Do Vegetarians Live Longer? What the Science Says.

More and more people are adopting a plant-based or vegetarian diet to improve their health1. There is significant evidence that a plant-based diet leads to lower risk of obesity, chronic diseases, and some cancers2,3. But do vegetarians live longer?

Most studies conclude that vegetarians do not live longer than meat-eaters. However, this conclusion is not as straightforward as it seems.

First, let’s look at the evidence that there are no longevity benefits to a vegetarian diet. A 2016 study4 from the U.K. found mortality rates among vegetarians and non-vegetarians to be comparable. A 2017 study5 from Australia had the same result. And a 2017 meta-analysis6, or study of studies, reviewed 96 other studies and found that, while vegetarian diets conferred many protective health benefits, all-cause mortality was the same as for meat-eaters.

Longevity Study Drawbacks and Considerations

There are important considerations to take into account with these studies:

  • Vegetarians are not necessarily healthy eaters. While they don’t eat meat, it’s possible that some may eat a lot of junk food, which could, in effect, cancel out the presumed benefits of not eating meat.
  • The modern medical system may be “propping up” mortality among people with unhealthy diets. Now that there are surgeries and/or medicines for heart disease, high blood pressure, diabetes, cancer, and so on, people who may have had a shorter life are able to stick around longer.

--- --- ---

__What this task involves__:
Rename "meat-eaters" to "omnivores" in the vegetarian longevity article and write out everything from "More and more" down to "as for meat-eaters." with that change. The records play no part in this exercise.

--- --- ---

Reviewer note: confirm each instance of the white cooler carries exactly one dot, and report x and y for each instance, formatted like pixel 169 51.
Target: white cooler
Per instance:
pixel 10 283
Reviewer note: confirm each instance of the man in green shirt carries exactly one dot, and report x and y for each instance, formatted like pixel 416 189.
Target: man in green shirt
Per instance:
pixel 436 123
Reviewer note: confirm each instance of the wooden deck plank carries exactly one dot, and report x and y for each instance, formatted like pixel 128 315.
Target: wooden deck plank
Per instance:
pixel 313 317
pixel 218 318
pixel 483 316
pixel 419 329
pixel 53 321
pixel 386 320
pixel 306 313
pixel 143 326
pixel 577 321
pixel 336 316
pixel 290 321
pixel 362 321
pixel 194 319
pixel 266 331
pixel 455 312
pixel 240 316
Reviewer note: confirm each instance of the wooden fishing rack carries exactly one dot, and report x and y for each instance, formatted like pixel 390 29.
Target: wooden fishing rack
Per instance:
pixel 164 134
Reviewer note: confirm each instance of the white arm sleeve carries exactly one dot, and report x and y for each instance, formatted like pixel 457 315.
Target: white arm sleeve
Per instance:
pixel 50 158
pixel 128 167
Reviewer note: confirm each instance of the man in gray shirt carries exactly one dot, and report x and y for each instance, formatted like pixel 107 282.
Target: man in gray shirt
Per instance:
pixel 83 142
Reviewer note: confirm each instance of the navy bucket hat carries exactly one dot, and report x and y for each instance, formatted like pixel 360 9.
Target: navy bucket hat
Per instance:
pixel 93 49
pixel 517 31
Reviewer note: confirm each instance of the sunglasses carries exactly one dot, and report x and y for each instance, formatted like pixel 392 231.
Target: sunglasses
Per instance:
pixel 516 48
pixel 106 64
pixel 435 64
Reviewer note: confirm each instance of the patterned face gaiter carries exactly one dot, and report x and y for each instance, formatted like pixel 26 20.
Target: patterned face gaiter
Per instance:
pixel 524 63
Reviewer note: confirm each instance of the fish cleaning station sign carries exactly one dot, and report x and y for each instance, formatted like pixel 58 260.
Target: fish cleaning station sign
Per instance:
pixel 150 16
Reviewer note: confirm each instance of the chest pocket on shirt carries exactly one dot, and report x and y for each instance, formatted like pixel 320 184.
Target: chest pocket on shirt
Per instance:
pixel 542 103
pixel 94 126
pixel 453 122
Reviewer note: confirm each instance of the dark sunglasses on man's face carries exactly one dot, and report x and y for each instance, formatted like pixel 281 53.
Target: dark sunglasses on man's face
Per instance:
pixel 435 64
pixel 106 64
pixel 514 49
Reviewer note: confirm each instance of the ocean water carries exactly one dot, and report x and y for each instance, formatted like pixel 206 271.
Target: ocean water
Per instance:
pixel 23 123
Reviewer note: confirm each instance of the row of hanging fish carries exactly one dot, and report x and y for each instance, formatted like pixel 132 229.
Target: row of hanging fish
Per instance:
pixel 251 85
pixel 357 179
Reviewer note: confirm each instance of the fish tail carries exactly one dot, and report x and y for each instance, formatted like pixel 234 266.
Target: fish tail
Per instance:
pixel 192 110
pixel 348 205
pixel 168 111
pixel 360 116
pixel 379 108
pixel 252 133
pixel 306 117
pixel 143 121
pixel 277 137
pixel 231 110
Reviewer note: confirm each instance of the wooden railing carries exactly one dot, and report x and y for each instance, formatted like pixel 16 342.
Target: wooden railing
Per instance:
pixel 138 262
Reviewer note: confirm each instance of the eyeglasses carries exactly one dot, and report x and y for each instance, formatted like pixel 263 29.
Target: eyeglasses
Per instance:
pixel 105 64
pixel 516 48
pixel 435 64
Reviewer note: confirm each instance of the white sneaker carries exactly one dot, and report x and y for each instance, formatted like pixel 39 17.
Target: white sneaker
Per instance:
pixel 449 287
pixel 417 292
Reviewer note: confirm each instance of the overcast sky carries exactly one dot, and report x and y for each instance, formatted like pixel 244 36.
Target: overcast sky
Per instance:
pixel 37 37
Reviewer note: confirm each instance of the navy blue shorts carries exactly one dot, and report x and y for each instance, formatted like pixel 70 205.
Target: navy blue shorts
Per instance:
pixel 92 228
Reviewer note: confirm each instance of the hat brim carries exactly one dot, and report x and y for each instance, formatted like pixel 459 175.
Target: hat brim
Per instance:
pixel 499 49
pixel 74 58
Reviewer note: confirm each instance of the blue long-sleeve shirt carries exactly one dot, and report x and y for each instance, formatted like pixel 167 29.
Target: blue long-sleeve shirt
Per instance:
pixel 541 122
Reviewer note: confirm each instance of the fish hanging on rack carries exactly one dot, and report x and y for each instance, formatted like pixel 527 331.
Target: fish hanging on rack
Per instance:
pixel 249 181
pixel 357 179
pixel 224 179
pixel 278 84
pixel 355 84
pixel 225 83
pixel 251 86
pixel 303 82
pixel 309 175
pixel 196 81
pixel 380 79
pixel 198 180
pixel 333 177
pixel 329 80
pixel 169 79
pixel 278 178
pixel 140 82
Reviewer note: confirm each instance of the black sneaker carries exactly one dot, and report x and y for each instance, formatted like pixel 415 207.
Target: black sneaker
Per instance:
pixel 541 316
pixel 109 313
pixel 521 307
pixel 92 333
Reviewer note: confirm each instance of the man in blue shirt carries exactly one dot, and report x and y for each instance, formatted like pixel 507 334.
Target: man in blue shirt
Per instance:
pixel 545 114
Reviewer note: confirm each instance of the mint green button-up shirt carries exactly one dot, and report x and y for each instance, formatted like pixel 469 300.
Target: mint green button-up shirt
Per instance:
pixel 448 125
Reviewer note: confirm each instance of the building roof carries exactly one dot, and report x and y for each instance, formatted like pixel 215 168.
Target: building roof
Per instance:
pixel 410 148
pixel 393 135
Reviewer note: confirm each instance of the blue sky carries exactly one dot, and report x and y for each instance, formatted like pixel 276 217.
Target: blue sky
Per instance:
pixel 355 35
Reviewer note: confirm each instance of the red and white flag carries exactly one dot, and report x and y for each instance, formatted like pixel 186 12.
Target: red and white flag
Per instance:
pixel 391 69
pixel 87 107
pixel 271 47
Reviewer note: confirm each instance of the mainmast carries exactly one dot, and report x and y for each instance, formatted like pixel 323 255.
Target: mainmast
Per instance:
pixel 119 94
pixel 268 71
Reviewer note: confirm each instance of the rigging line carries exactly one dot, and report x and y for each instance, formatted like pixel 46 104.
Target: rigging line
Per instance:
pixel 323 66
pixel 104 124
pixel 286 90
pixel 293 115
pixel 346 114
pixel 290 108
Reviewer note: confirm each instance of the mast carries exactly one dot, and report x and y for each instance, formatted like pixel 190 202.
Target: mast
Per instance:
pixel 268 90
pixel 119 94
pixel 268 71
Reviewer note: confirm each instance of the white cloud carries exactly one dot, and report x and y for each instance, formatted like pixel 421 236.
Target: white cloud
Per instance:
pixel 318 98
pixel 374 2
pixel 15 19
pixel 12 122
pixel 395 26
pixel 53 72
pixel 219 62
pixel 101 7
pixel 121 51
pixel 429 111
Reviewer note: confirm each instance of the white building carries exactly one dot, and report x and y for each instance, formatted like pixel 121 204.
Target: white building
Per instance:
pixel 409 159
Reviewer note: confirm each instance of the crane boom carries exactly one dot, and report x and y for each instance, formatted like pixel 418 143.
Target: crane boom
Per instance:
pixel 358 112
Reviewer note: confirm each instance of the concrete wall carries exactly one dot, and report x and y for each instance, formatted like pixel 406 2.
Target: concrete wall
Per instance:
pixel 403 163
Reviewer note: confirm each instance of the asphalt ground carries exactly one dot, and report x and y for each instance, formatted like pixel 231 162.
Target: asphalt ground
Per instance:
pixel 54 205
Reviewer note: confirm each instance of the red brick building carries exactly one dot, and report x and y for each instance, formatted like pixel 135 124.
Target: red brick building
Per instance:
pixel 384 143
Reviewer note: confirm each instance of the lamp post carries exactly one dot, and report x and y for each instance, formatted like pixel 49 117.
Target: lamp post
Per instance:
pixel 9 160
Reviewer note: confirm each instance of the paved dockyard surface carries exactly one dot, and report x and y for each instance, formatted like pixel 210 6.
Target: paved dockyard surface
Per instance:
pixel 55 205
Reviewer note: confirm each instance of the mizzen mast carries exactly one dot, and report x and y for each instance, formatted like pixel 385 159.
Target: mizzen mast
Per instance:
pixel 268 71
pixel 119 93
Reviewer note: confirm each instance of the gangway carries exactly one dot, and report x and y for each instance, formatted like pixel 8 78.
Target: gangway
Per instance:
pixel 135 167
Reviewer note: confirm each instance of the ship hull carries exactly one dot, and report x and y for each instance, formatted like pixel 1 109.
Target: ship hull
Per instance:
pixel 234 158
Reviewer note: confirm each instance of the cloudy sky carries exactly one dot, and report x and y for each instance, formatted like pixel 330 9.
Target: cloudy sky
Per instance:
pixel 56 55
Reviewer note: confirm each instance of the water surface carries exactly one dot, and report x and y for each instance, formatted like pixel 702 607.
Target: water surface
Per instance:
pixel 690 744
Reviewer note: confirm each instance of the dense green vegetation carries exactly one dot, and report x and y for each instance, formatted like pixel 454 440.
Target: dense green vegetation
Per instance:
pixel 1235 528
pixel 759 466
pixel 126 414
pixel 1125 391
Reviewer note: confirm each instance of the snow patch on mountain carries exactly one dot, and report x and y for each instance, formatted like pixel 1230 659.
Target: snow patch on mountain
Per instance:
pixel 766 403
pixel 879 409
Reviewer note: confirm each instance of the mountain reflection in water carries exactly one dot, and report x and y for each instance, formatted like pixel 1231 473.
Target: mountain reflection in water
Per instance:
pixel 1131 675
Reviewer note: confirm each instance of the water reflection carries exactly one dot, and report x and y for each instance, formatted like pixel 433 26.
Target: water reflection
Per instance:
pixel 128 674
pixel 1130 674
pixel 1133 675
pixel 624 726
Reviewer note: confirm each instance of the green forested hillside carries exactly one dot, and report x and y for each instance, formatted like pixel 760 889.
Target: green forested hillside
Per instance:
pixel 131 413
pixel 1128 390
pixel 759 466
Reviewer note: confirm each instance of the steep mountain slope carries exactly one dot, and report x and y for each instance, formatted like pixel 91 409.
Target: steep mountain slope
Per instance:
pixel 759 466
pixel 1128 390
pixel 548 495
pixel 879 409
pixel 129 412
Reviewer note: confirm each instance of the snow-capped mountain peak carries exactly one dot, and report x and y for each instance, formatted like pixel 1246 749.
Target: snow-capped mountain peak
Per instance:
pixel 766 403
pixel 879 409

--- --- ---

__Exercise solution__:
More and more people are adopting a plant-based or vegetarian diet to improve their health1. There is significant evidence that a plant-based diet leads to lower risk of obesity, chronic diseases, and some cancers2,3. But do vegetarians live longer?

Most studies conclude that vegetarians do not live longer than omnivores. However, this conclusion is not as straightforward as it seems.

First, let’s look at the evidence that there are no longevity benefits to a vegetarian diet. A 2016 study4 from the U.K. found mortality rates among vegetarians and non-vegetarians to be comparable. A 2017 study5 from Australia had the same result. And a 2017 meta-analysis6, or study of studies, reviewed 96 other studies and found that, while vegetarian diets conferred many protective health benefits, all-cause mortality was the same as for omnivores.